Rewrite every item below with "report its box" swapped for "list its bounding box" and everything else unchanged, leaving out the pictures.
-------
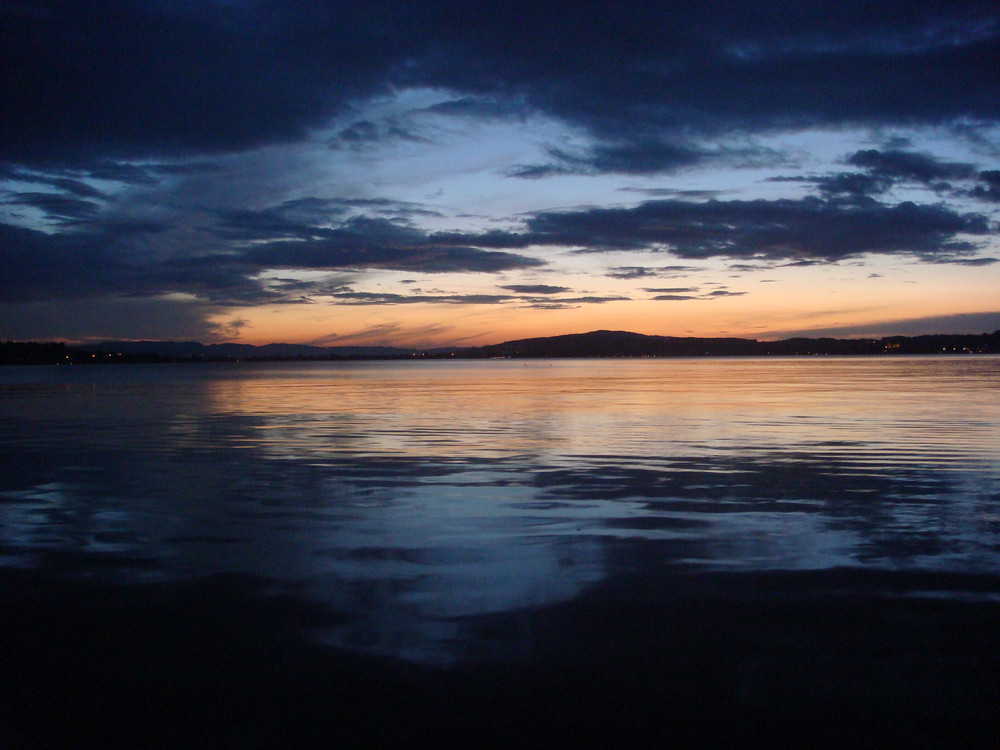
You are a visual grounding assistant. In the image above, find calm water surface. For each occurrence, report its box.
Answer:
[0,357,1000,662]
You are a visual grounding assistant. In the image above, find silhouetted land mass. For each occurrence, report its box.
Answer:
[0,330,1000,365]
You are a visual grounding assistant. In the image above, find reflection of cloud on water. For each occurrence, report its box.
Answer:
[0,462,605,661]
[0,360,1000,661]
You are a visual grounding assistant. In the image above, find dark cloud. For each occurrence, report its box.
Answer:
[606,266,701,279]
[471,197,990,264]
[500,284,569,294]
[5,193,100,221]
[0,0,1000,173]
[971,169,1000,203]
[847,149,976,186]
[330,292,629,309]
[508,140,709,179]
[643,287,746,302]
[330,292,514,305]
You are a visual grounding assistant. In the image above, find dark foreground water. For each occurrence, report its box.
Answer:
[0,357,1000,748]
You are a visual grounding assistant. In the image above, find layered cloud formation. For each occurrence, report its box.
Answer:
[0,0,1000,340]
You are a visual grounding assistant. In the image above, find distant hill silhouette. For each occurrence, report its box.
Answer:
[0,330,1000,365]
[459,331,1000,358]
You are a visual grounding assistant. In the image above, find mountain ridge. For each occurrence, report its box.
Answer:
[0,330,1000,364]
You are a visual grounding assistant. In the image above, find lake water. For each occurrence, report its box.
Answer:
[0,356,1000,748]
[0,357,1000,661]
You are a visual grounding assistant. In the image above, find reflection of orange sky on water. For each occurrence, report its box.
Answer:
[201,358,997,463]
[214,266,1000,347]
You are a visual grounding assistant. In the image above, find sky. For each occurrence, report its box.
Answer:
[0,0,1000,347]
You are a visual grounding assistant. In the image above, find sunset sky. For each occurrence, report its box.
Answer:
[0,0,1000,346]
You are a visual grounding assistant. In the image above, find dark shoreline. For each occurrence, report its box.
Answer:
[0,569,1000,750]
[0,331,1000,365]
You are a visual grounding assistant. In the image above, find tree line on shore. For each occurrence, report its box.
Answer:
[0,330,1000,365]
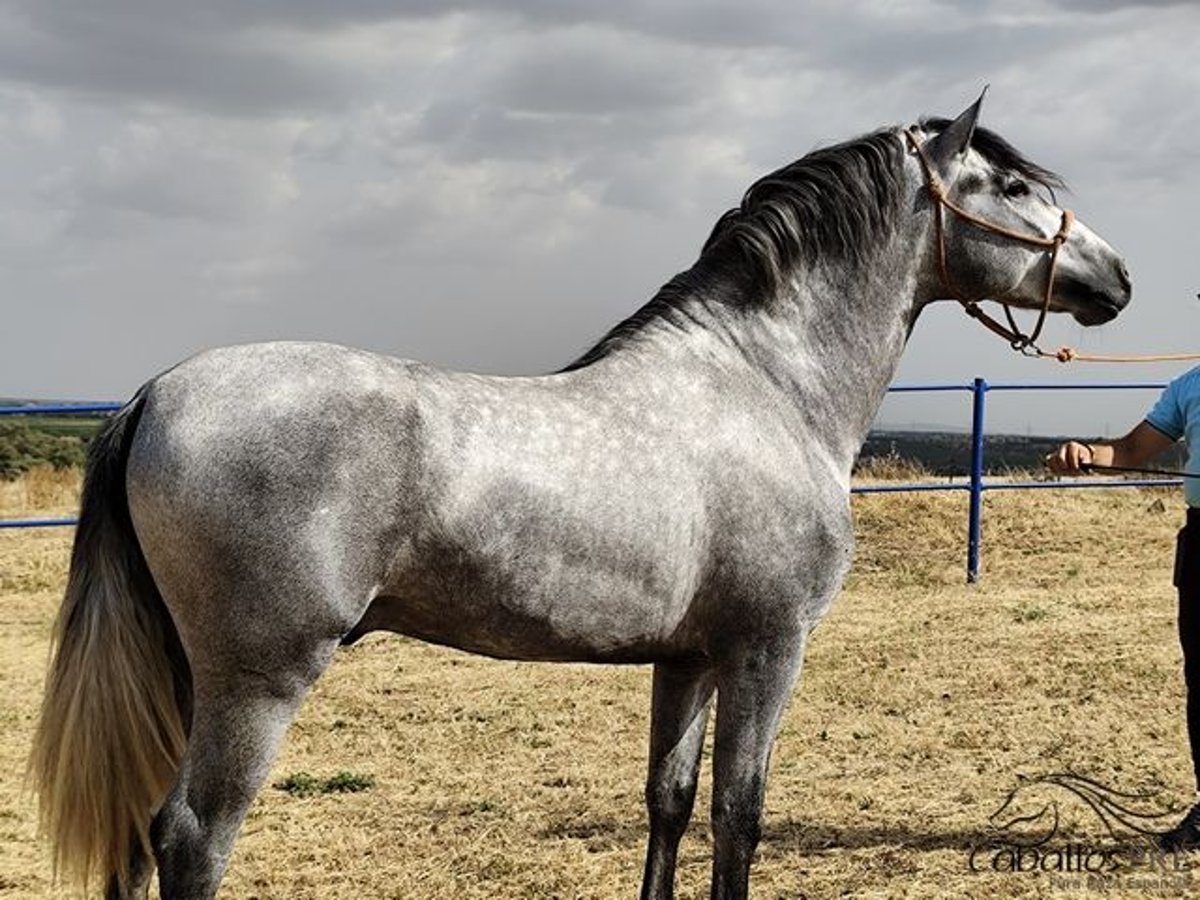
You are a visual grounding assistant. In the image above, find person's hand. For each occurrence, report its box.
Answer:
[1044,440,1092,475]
-------
» **The output**
You are a visual grounding assistant. In the image above, find calm water surface. For each occurrence, list its bounding box.
Answer:
[0,357,1000,662]
You are a visual grounding assistant. In the image above, find silhouetted land mass. For each occurrence, list its bounding box.
Answer:
[0,330,1000,365]
You are a visual grounding assistant. In the image above, find reflection of cloud on water. For each occurrence, list its bounding box.
Answer:
[0,462,605,661]
[0,360,1000,661]
You are a visual grounding assistant. In the image above, find dark cloud. For each occurrence, list its bounding box.
Answer:
[606,266,701,279]
[471,197,990,264]
[500,284,569,294]
[5,193,100,221]
[0,0,1000,173]
[971,169,1000,203]
[847,149,976,186]
[330,292,629,309]
[508,140,709,179]
[643,287,746,302]
[330,292,514,305]
You are a visual grounding assistant. In the image above, find dark foreground water. For each occurrence, list its bounding box.
Answer:
[0,357,1000,748]
You are a visual grounding assistant. In the image above, find layered cloud formation. For each occurrence, list its bounding box.
Answer:
[0,0,1000,340]
You are a visual grounding assistant. In the image above, find distant hill silhouette. For each occurrence, list its bounding box.
Answer:
[0,330,1000,365]
[459,331,1000,358]
You are a visual grounding assistant. In the image above, find mountain ridge. For each occurrence, list its bounding box.
Answer:
[0,330,1000,364]
You are a visual grounding assistant. In the image above, find lake water. For each occurrence, list its bounding box.
Answer:
[0,356,1000,748]
[0,357,1000,661]
You are a visual grounding assistant. In the image above, find reflection of orange sky on water. For each occurrence, list its bounding box.
Answer:
[201,358,997,463]
[214,266,1000,347]
You are a visual grounding assistant. In the image above, find sky. For each occurrence, list its bounding box.
Answer:
[0,0,1000,347]
You are a visual grounding assistant. In the image above, find sunset sky. For each occurrence, list its bounding box.
Answer:
[0,0,1000,346]
You are a visual grounding assistant. In the image above, find dark shoreline. For each occurrence, list its bounding box.
Answer:
[0,569,1000,750]
[0,331,1000,365]
You are a visual grounding assistant. In the image above, find tree line on shore. For each occurrence, list its bounding box.
Answer:
[0,330,1000,365]
You are a visual grounding assistant. In the image above, find person's hand. For each occurrence, list its bounding box.
Answer:
[1044,440,1092,475]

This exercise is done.